- [WHAT IS EXPECTED]: Quote the rows word for word, from the line containing "the white baseboard" up to and including the line containing "[0,0,640,155]".

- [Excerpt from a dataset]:
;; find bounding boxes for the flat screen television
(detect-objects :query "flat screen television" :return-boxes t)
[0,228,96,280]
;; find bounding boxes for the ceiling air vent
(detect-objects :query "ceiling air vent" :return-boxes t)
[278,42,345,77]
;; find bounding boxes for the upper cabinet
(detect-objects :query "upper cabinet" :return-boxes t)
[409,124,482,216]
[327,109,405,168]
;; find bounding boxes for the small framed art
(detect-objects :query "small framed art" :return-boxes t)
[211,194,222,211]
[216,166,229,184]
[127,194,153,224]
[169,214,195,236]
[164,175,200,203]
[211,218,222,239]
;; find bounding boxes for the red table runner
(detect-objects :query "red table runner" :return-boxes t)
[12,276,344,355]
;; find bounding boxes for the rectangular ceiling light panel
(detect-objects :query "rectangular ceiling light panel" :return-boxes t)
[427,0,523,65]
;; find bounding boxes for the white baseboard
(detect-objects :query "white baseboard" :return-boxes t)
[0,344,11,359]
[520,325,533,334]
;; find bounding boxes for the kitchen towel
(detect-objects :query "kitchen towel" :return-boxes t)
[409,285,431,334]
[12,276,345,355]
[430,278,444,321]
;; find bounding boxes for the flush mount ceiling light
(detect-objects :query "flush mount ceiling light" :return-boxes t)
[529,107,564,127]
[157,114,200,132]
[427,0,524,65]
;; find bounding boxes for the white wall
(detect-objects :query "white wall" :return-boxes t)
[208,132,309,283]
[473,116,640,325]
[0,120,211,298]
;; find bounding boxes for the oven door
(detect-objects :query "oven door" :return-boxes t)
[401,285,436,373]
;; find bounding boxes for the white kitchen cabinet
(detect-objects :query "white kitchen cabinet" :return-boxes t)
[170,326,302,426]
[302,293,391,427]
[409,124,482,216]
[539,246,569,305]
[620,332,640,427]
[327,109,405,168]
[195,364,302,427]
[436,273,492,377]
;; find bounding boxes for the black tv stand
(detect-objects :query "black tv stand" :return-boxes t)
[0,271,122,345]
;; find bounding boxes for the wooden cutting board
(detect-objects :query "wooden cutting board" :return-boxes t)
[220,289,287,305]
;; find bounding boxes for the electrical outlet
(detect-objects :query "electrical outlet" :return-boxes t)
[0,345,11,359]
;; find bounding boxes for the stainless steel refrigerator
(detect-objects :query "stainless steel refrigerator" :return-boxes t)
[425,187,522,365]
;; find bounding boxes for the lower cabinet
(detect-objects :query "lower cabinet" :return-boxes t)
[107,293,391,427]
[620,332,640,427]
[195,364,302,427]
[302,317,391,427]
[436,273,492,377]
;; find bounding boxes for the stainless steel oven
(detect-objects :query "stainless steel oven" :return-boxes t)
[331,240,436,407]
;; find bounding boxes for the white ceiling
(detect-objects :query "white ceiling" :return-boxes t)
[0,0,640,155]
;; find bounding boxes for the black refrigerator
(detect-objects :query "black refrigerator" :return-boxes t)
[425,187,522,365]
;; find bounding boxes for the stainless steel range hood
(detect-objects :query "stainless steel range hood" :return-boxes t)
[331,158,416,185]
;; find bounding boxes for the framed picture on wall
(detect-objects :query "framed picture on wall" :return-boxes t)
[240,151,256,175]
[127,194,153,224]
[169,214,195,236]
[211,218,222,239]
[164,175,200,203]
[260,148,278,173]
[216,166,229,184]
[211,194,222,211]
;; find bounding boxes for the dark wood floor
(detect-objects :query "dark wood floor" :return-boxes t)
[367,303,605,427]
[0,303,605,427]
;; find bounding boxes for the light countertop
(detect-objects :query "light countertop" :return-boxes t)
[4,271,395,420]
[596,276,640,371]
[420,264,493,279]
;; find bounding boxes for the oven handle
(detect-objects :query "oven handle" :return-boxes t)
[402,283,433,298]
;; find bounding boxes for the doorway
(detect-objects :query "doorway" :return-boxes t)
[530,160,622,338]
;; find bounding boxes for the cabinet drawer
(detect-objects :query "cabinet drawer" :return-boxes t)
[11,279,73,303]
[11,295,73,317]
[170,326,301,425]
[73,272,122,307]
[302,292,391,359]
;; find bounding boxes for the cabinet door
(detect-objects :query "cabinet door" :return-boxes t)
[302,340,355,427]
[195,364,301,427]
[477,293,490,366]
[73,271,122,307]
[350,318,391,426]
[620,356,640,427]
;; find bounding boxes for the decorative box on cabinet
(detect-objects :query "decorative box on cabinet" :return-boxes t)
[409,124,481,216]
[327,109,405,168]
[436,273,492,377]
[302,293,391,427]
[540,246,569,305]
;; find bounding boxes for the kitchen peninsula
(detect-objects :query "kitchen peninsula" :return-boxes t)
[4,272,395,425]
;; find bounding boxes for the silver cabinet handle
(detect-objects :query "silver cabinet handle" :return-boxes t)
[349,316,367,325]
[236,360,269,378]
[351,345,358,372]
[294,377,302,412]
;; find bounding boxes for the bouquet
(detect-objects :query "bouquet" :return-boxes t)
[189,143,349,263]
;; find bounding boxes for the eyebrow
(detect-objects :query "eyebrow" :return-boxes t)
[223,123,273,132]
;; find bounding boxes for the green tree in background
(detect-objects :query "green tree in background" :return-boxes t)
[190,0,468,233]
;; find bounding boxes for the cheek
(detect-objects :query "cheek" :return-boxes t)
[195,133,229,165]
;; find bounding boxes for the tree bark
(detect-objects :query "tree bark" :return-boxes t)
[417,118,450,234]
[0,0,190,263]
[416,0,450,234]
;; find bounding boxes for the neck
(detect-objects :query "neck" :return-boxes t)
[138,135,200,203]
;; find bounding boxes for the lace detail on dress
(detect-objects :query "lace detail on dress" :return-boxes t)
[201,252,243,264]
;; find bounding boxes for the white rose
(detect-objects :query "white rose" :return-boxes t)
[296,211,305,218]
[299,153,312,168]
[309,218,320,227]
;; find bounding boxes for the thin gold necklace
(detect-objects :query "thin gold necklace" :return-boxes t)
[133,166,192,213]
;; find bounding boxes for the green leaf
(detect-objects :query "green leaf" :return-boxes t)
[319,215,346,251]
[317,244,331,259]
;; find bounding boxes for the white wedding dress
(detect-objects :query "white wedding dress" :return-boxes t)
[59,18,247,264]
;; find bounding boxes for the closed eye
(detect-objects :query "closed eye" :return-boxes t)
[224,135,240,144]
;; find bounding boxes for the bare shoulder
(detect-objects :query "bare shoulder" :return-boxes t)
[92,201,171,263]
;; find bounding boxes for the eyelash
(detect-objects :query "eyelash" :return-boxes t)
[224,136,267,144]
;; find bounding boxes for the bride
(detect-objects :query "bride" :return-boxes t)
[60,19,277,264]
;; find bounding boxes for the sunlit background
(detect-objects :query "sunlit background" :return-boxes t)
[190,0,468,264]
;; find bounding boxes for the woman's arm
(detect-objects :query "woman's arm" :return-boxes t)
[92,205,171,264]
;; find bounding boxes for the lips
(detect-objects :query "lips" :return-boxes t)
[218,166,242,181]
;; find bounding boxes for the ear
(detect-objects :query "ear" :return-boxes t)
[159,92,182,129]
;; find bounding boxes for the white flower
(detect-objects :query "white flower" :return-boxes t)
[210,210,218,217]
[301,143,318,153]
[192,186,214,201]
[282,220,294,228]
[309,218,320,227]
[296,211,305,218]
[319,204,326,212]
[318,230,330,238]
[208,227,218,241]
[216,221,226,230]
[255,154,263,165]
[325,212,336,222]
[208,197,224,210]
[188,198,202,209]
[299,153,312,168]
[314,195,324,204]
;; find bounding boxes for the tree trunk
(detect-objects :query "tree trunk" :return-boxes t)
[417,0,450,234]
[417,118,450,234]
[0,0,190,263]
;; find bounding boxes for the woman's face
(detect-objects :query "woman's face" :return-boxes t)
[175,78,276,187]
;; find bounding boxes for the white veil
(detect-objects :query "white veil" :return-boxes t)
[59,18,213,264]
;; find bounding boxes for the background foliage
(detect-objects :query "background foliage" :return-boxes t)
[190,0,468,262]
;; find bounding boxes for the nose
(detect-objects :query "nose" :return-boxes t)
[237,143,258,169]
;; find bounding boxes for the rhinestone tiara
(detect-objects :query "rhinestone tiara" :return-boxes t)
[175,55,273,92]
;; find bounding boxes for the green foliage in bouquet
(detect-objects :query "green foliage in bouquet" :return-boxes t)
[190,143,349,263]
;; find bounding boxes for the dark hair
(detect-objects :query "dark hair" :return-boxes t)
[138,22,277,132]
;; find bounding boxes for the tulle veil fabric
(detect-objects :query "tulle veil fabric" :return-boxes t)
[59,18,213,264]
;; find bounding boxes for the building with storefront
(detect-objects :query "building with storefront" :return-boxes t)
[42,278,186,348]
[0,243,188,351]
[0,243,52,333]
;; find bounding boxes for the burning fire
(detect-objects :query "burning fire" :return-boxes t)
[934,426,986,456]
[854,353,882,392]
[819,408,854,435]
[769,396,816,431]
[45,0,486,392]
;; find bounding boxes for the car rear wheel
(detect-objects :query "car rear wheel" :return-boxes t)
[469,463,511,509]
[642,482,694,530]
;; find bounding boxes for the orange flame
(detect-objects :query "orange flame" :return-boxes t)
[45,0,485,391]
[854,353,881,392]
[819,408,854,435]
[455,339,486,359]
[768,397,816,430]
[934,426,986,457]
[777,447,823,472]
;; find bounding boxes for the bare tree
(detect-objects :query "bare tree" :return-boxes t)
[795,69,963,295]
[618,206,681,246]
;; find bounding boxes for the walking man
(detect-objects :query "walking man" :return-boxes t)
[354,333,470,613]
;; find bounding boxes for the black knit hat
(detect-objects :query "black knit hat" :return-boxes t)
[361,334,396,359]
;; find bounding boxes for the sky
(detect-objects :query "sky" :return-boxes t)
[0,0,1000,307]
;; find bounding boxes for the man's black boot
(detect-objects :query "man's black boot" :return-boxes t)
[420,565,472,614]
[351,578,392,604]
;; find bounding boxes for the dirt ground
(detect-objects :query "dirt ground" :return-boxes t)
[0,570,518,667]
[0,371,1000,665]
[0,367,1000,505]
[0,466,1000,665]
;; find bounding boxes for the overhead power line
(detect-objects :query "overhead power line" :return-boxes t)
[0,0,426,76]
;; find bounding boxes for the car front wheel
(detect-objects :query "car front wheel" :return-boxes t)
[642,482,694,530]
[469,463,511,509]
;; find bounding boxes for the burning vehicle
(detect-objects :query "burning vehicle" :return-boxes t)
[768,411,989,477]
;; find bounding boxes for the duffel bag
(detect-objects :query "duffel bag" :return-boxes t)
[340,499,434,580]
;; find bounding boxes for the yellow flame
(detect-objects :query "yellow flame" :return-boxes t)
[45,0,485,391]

- [RESPONSE TO THE EXERCISE]:
;; find bounding boxes for the white baseboard
(detect-objects :query "white baseboard" :return-boxes t)
[0,344,11,359]
[520,325,533,334]
;; find bounding boxes for the kitchen towel
(detect-objects :query "kitchen towel" :return-boxes t)
[409,285,431,334]
[12,276,345,355]
[430,278,444,321]
;; find bounding boxes for the flush mount ceiling light
(detect-objects :query "flush mount ceiling light" :return-boxes t)
[529,107,564,127]
[157,114,200,132]
[427,0,524,65]
;; find bounding boxes for the white wall
(detect-objects :query "white wall" :return-boxes t)
[208,132,309,283]
[473,116,640,325]
[0,120,211,298]
;; find bounding boxes for the oven door
(detect-objects :query "oven door" :return-boxes t)
[401,285,436,373]
;; find bounding boxes for the white kitchen cabinet
(detect-objects :query "white kitchen cabinet" :return-boxes t)
[170,326,302,426]
[302,293,391,427]
[409,124,482,216]
[539,246,569,305]
[620,332,640,427]
[327,109,405,168]
[195,364,302,427]
[436,273,492,377]
;; find bounding boxes for the black tv stand
(detect-objects :query "black tv stand" :return-boxes t)
[0,271,122,345]
;; find bounding boxes for the wooden cutting board
(detect-objects :query "wooden cutting board" :return-boxes t)
[220,289,287,305]
;; find bounding boxes for the electrical outlet
(detect-objects :query "electrical outlet" :return-boxes t)
[0,345,11,359]
;; find bounding boxes for the stainless steel refrigerator
(detect-objects :query "stainless steel refrigerator" :return-boxes t)
[425,187,522,365]
;; find bounding boxes for the lower cabinet
(detect-objects :query "lower cabinet" :return-boxes t)
[107,293,391,427]
[620,332,640,427]
[195,364,302,427]
[302,317,391,427]
[436,273,492,377]
;; find bounding boxes for the stainless steel oven
(detect-objects :query "stainless steel oven" :return-boxes t)
[331,240,436,407]
;; find bounding boxes for the white ceiling
(detect-objects :query "white ceiling" :return-boxes t)
[0,0,640,155]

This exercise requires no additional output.